Data section:
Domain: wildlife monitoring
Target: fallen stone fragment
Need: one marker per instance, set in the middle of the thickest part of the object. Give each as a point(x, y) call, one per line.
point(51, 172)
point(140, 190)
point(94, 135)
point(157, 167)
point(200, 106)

Work item: Through the final line of the listing, beginning at the line that contains "Target: fallen stone fragment", every line is to be set down exactly, with no others.

Output of the exercise:
Target: fallen stone fragment
Need: one marker per instance, set in the middle of the thickest part of the object. Give each as a point(x, y) call, one per line.
point(51, 172)
point(140, 190)
point(94, 135)
point(157, 167)
point(200, 106)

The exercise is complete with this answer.